● Excerpt to read:
NielsRogge / Transformers-Tutorials

This repository contains demos I made with the Transformers library by HuggingFace.
MIT License
9.16k stars 1.42k forks source link

Visualizing SAM Mask decoder #385

Open nahidalam opened 8 months ago

nahidalam commented 8 months ago

I was looking into your tutorial on visualizing self-attention DINO.

Planning to do similar for visualizing the attention heads of the mask decoders for SAM. Based on SAM paper and SAM codebase, there should be 8 attention heads. But below code shows me there are only 1 attention head

from transformers import ViTFeatureExtractor
from transformers import SamModel, SamProcessor
from transformers import SamVisionConfig, SamConfig, SamPromptEncoderConfig, SamMaskDecoderConfig

# image feature extraction
feature_extractor = ViTFeatureExtractor.from_pretrained("facebook/sam-vit-base", size = 1024)
pixel_values = feature_extractor(images=image, return_tensors="pt").pixel_values

# define SAM configs
vision_config = SamVisionConfig(patch_size = 16)

● What you should do: Resume the forum post about SAM mask decoder attention heads from the point where it stops, continuing its code after the last line shown.

● Segmentation labeling items:
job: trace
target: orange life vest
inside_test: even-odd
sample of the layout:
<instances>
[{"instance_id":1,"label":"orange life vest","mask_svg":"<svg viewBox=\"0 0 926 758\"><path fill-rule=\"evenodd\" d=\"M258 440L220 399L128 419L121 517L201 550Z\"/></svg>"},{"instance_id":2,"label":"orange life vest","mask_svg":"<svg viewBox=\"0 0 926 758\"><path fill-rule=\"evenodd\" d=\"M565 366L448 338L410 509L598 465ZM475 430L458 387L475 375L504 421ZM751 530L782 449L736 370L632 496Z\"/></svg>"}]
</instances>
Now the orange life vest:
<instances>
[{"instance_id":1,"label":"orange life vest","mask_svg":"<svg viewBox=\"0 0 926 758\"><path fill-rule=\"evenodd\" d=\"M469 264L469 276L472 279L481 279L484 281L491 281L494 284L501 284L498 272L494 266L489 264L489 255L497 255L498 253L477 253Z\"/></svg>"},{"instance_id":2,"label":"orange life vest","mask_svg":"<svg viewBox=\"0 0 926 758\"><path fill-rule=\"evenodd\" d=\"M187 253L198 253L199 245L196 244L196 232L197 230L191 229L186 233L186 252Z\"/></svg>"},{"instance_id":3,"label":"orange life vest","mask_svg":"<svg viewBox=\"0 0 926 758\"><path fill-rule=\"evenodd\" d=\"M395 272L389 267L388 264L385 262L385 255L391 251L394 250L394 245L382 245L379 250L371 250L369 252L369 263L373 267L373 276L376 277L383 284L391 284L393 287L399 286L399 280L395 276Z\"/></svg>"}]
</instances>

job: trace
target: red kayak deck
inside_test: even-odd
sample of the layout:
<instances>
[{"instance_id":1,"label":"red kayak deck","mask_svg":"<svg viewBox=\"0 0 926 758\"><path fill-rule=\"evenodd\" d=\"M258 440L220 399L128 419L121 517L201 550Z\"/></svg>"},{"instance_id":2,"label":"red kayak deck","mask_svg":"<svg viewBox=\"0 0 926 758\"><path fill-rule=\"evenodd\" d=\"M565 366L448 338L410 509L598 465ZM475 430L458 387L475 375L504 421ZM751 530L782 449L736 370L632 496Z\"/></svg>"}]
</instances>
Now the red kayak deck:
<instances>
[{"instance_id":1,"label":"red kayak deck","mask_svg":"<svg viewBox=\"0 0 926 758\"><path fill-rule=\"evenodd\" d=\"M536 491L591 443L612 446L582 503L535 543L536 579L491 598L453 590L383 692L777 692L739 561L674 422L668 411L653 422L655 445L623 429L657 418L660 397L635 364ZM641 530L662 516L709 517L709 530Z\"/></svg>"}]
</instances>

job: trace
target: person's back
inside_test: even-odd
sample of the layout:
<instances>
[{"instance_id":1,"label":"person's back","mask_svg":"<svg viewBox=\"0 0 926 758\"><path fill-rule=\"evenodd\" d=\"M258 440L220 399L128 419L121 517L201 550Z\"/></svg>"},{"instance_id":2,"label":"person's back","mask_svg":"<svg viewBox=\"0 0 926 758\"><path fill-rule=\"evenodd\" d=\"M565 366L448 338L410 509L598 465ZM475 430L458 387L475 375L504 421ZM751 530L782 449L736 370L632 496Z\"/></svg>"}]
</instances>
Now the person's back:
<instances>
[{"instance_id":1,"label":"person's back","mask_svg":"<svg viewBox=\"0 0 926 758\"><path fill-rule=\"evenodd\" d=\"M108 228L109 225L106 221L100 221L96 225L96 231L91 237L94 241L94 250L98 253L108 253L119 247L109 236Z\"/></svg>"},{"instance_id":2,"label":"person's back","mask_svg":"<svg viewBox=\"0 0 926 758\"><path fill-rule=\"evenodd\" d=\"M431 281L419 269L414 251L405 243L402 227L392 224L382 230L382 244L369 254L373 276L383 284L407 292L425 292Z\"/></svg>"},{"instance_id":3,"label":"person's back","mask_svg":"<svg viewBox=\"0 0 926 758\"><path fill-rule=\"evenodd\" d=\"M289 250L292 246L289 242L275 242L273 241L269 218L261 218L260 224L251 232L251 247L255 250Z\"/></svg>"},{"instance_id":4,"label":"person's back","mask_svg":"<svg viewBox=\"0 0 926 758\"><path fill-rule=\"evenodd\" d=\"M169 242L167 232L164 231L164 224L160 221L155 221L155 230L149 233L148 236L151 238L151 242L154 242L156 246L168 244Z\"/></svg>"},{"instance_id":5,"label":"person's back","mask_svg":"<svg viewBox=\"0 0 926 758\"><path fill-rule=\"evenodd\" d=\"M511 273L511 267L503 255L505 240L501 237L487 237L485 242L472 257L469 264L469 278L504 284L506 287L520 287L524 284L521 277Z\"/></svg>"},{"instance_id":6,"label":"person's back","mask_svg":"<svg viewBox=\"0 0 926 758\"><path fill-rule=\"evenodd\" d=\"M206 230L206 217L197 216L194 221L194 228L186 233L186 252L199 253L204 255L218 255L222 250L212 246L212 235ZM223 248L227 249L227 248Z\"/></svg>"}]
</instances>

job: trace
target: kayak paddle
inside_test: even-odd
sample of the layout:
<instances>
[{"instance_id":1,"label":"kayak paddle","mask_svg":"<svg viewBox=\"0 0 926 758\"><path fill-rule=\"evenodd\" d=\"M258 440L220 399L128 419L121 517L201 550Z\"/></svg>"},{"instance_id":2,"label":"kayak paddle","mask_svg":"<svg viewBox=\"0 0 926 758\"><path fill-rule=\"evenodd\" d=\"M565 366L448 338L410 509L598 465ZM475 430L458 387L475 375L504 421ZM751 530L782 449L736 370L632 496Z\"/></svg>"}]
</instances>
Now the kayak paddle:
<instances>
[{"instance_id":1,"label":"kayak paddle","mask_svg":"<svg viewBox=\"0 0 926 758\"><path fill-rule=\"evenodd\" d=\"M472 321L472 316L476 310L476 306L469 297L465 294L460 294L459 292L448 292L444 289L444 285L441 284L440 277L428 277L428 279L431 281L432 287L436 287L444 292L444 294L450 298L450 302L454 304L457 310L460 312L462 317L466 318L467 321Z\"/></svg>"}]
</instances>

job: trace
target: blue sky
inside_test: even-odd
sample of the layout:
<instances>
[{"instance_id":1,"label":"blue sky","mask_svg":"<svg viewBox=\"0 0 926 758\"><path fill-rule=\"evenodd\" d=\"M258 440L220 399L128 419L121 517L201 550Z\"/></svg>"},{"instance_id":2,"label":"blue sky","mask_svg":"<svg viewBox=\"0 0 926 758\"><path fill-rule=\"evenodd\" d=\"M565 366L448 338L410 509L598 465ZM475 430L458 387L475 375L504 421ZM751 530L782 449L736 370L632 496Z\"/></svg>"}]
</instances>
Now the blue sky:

● Response to this exercise:
prompt_encoder_config = SamPromptEncoderConfig()
mask_decoder_config = SamMaskDecoderConfig()
samconfig = SamConfig(vision_config, prompt_encoder_config, mask_decoder_config)

# define model
model = SamModel.from_pretrained("facebook/sam-vit-base", config = samconfig)
processor = SamProcessor.from_pretrained("facebook/sam-vit-base")

# forward pass
outputs = model(pixel_values, output_attentions=True, interpolate_pos_encoding=True, return_dict=True)
Screenshot 2024-01-25 at 9 17 51 PM

The 2nd dimension of the above tensor should be 8 not 1.

Am I missing something?